Requests:
1. In the antenna assembly patent, which antenna activates the low frequency band resonance mode?
2. Write out the part of the antenna assembly patent that begins at the words "Publication number: US9257749B2" and stops after "coplanar-waveguide feed structure.".

Source document:
[start]

US9257749B2

US9257749B2 - Antenna assembly

Info

Publication number: US9257749B2
Application number: US14/038,977
Authority: US
Inventors: Geng-Hong Liou; Yen-Hui Lin
Original assignee: Chiun Mai Communication Systems Inc
Current assignee: Chiun Mai Communication Systems Inc
Priority date: 2013-04-09
Filing date: 2013-09-27
Publication date: 2016-02-09
Also published as: US20140300524A1

Abstract

An antenna assembly includes a feed end, a pair of ground ends, a first antenna, and a second antenna connected to the ground ends. The first antenna is connected to the feed end. The first antenna activates a high frequency band resonance mode. The second antenna is connected to the ground ends, and coupled with the first antenna to activate a low frequency band resonance mode. The feed end and the pair of ground ends are parallel to each other. The feed end and the pair of ground ends are coplanar to form a coplanar-waveguide feed structure.

[end]

Labeling and segmentation records:
[start]

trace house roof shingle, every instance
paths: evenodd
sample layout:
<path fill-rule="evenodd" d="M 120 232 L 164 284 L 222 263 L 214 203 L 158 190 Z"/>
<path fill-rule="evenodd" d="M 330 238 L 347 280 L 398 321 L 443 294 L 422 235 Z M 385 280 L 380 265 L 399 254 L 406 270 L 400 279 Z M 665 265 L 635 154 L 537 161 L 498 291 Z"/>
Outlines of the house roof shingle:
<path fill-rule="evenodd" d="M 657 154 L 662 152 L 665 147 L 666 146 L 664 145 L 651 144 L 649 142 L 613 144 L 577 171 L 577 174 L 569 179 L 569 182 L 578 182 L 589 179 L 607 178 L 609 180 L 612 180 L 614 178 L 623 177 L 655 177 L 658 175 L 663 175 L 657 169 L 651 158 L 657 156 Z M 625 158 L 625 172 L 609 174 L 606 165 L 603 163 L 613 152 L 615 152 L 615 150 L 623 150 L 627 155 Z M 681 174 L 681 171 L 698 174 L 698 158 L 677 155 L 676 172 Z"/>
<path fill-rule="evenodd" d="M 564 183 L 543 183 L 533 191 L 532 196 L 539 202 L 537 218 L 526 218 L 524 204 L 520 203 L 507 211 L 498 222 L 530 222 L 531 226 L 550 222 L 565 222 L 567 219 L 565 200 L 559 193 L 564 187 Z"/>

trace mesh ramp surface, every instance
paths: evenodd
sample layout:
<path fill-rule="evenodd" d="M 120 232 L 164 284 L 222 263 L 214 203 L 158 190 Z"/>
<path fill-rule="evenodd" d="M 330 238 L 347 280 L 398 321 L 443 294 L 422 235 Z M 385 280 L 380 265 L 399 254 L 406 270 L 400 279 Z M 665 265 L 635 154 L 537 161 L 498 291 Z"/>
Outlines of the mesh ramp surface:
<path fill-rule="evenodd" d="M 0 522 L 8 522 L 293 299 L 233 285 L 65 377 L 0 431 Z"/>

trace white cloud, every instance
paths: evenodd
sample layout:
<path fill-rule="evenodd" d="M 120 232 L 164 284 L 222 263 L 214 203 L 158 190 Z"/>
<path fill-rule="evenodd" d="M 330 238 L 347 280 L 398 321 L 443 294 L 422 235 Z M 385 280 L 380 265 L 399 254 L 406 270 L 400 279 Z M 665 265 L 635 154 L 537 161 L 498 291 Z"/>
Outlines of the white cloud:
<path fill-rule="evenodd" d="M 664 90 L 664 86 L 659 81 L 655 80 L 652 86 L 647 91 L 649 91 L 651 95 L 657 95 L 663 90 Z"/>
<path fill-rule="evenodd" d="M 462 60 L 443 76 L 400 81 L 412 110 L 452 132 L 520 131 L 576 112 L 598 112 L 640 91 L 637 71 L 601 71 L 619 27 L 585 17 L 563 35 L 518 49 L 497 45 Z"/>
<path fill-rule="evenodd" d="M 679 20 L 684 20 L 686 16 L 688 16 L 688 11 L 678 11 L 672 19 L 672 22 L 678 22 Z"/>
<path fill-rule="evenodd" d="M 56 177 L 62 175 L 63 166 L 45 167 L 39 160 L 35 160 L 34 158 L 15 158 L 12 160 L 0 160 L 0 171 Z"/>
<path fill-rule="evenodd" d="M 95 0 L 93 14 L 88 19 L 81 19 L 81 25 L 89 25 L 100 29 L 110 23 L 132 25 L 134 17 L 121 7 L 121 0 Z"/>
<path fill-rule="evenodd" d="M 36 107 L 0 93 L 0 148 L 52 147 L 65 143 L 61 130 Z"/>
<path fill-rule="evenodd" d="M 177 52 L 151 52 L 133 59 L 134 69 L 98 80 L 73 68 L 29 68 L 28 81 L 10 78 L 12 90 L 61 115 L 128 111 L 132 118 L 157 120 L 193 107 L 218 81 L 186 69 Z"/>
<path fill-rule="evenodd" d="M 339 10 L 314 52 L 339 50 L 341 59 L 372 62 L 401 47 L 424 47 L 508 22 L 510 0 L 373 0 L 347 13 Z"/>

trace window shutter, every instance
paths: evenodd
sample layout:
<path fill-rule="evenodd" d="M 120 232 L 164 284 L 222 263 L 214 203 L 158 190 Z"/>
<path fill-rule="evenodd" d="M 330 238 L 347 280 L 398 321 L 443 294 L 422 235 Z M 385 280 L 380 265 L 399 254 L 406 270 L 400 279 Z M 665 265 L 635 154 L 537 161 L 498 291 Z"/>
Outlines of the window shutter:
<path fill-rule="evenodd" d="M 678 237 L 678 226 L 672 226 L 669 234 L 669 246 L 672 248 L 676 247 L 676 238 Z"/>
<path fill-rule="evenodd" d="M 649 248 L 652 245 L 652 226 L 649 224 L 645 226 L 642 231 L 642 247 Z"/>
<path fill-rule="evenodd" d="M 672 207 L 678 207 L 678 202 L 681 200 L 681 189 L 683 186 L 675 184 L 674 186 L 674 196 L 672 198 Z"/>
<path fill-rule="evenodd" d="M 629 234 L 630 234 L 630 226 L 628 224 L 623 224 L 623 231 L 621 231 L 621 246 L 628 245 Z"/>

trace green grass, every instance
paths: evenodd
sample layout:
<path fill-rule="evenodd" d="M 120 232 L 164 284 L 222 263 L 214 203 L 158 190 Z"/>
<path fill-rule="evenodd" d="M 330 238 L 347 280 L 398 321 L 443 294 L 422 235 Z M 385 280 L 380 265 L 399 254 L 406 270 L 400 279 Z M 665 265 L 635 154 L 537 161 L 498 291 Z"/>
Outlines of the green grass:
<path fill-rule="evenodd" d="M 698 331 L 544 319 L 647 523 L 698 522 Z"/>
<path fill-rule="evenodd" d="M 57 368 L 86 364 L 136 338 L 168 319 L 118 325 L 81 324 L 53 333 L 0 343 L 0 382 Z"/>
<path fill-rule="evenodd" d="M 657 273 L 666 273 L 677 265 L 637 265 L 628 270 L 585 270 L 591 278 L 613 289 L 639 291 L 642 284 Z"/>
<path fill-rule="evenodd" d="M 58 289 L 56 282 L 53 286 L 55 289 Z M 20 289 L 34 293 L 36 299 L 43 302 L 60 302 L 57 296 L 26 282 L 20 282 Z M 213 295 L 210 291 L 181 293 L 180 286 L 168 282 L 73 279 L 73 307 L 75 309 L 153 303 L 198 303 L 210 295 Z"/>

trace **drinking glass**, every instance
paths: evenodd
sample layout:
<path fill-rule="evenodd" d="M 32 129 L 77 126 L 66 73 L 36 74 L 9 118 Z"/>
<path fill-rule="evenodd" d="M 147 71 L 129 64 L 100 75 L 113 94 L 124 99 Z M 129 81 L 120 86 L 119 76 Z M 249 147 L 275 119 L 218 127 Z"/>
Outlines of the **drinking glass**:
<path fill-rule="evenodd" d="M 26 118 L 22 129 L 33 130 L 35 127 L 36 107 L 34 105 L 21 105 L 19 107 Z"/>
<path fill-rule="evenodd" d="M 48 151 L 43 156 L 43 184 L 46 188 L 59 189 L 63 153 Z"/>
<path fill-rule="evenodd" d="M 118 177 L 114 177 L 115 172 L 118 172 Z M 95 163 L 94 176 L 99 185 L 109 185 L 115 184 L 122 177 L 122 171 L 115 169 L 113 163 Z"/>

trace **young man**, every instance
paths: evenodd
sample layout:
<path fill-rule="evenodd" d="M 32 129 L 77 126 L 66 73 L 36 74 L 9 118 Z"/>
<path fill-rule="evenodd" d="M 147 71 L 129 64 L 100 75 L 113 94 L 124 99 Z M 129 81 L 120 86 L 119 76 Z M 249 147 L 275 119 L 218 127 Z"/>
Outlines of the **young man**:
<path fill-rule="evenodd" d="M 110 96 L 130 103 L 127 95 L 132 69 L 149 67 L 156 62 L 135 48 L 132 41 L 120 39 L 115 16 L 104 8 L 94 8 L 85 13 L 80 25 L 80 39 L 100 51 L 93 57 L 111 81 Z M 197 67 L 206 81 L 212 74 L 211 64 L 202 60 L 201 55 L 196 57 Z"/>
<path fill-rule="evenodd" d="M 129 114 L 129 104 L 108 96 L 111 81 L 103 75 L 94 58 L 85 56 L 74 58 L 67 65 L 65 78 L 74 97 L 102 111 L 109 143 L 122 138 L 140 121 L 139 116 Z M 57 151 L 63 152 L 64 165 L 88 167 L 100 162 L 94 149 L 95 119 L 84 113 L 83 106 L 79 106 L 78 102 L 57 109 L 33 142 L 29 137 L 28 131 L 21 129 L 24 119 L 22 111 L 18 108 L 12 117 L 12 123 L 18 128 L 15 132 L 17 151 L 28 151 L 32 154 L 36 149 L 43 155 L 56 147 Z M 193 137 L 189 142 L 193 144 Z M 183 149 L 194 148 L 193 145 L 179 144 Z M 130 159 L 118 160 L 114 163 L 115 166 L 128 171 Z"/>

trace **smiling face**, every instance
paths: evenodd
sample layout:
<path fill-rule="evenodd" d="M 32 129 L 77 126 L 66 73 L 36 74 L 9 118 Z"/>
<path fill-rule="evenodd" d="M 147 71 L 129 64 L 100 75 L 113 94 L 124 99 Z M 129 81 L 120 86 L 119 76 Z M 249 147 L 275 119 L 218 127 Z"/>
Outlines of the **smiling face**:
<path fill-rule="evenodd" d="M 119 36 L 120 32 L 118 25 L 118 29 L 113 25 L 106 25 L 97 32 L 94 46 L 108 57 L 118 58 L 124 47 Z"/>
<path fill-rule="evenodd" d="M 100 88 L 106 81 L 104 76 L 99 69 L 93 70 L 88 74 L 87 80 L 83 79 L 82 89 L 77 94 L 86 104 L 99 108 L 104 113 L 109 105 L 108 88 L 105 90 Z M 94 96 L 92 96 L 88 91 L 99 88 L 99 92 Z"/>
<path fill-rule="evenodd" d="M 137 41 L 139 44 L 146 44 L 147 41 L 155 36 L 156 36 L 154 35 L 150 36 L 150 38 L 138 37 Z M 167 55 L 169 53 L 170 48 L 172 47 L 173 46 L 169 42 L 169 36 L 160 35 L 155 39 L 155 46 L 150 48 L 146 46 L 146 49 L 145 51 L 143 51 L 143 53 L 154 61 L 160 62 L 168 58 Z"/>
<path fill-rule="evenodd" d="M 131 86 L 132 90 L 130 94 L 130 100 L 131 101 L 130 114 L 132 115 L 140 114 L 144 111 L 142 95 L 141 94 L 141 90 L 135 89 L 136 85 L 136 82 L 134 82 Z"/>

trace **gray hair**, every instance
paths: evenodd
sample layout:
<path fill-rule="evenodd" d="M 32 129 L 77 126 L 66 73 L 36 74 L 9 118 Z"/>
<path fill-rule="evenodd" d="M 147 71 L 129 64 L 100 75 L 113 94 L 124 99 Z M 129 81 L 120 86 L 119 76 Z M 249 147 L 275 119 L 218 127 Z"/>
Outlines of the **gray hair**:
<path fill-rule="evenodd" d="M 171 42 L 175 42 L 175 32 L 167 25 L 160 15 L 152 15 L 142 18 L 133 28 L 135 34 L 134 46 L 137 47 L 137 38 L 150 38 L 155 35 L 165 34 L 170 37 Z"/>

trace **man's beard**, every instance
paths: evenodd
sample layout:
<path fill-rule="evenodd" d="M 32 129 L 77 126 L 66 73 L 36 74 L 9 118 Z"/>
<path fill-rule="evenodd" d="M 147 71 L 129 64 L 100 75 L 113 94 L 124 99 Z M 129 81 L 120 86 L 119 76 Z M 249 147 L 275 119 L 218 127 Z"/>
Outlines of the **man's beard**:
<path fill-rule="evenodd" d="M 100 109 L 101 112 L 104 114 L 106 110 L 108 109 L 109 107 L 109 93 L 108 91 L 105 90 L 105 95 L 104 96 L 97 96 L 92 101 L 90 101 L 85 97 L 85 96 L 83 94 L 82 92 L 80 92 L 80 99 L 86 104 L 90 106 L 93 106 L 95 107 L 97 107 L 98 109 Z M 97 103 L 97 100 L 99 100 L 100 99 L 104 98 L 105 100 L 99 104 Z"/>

[end]

Response list:
1. The second antenna, coupled with the first antenna, activates the low frequency band resonance mode.

2.
Publication number: US9257749B2
Application number: US14/038,977
Authority: US
Inventors: Geng-Hong Liou; Yen-Hui Lin
Original assignee: Chiun Mai Communication Systems Inc
Current assignee: Chiun Mai Communication Systems Inc
Priority date: 2013-04-09
Filing date: 2013-09-27
Publication date: 2016-02-09
Also published as: US20140300524A1

Abstract

An antenna assembly includes a feed end, a pair of ground ends, a first antenna, and a second antenna connected to the ground ends. The first antenna is connected to the feed end. The first antenna activates a high frequency band resonance mode. The second antenna is connected to the ground ends, and coupled with the first antenna to activate a low frequency band resonance mode. The feed end and the pair of ground ends are parallel to each other. The feed end and the pair of ground ends are coplanar to form a coplanar-waveguide feed structure.